What you need to do:
Write out every one of the records below word for word, leaving the pictures out of your copy.

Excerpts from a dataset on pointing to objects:
▼
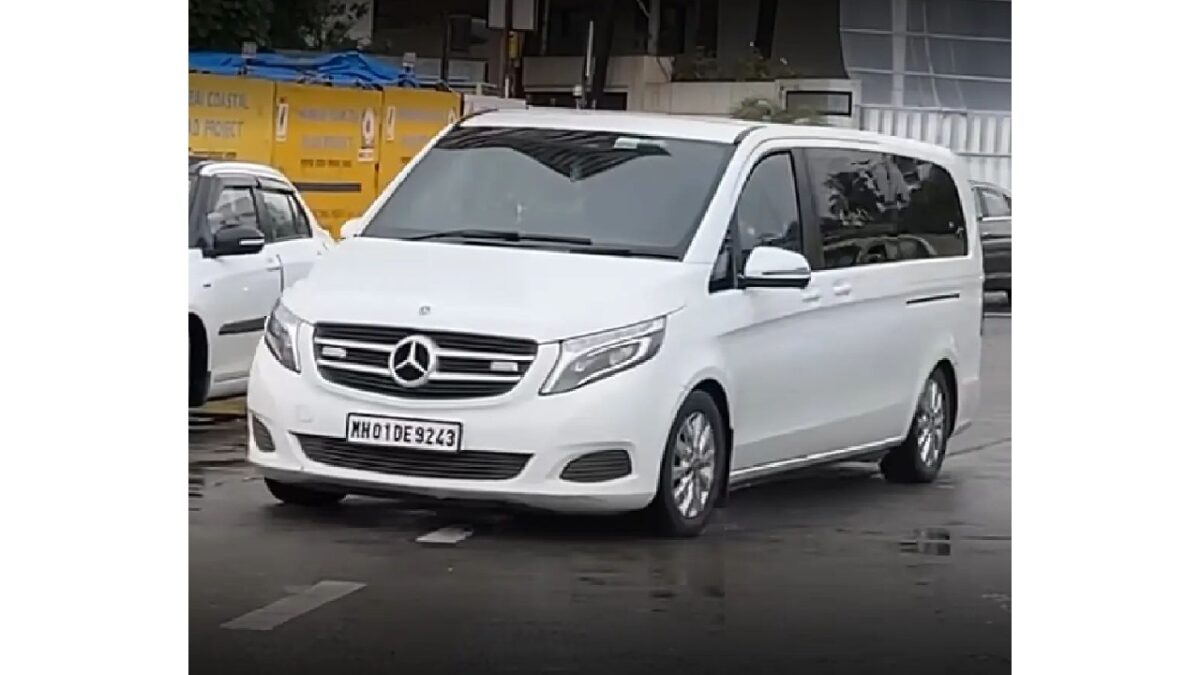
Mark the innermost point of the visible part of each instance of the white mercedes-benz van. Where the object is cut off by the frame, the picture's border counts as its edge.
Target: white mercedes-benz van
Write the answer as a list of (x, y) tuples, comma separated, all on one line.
[(617, 311)]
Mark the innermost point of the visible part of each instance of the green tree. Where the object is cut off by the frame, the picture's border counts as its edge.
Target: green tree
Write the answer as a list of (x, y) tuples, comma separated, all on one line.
[(277, 24), (765, 109)]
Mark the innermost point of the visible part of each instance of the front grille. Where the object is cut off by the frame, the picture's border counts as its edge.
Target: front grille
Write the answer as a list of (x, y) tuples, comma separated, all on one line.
[(262, 436), (595, 467), (471, 465), (469, 365)]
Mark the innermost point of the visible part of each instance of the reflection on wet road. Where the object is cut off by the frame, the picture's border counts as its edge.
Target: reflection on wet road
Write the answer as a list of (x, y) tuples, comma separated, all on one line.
[(832, 571)]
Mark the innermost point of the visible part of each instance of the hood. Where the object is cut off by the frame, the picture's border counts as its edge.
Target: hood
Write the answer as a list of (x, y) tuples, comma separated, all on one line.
[(491, 290)]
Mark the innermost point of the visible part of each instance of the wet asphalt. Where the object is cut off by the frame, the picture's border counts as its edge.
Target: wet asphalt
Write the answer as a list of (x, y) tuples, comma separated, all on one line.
[(829, 571)]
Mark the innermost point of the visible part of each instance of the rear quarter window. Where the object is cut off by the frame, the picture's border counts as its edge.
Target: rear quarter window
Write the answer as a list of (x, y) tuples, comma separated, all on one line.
[(879, 208)]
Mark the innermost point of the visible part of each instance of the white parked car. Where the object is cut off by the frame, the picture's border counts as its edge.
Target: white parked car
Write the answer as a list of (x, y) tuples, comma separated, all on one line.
▲
The response:
Mark the innermost point of the visible part of each instance of the white mercedes-benz van. Where the object is cut off by the frame, the picture's border counts as its edge.
Target: white mercedes-benz van
Write the answer as a list of (x, y) tuples, comma separated, all on one line.
[(617, 311)]
Mark the innermost point of the visible part of each instance of the green tree. Where the object is cut off by the frame, the picture's border counts as its edge.
Target: green tree
Write the answer as a list of (x, y) tuples, comma separated, all on one line.
[(277, 24), (765, 109)]
Mark the innermost point of the visible part of each instance of the front grille. Where the object is cut off by the frame, the picture's border counts as its edge.
Target: front grille
Write the answer as a list of (x, y) tuples, comma separated, all on one line.
[(262, 436), (595, 467), (471, 465), (469, 365)]
Mark the innermost point of the visible part of each instance of the reflection on wet road. Where the object is cut off by the frame, the picture's border counts as its edge.
Target: reflection on wet road
Write the answer as a list of (x, y) tuples, comma separated, all on one line.
[(832, 571)]
Mark the innermost point of the visible part of each instance of the hood. Where the object is cut off by the frame, the picture's border counts as its edge.
Target: hood
Write the answer as a list of (x, y) tuples, comma separated, all on one line.
[(491, 290)]
Mark the innermost point of the visible part of each instance of the wet asphalt. Where the object is cut off by the frame, the picture's border counts as its edge.
Target: wet asphalt
Write the answer as a list of (x, y) tuples, comma separated, all on one line.
[(829, 571)]
Mark the innermost point of the visible part of each instance of the rear quarter window. Where the object is cut off by the frame, the picture's border counts as its edge.
Target: rear quarter window
Write the answer as a list of (x, y) tuples, comma separated, all on one line.
[(879, 208)]
Mark the innermost point of the visible part of each instance of the white parked car. Where the object is cut off by the frame, the picture's border counts as its edge.
Target: white parked car
Write the answer as a list of (x, y) tuples, comma separated, all on one line.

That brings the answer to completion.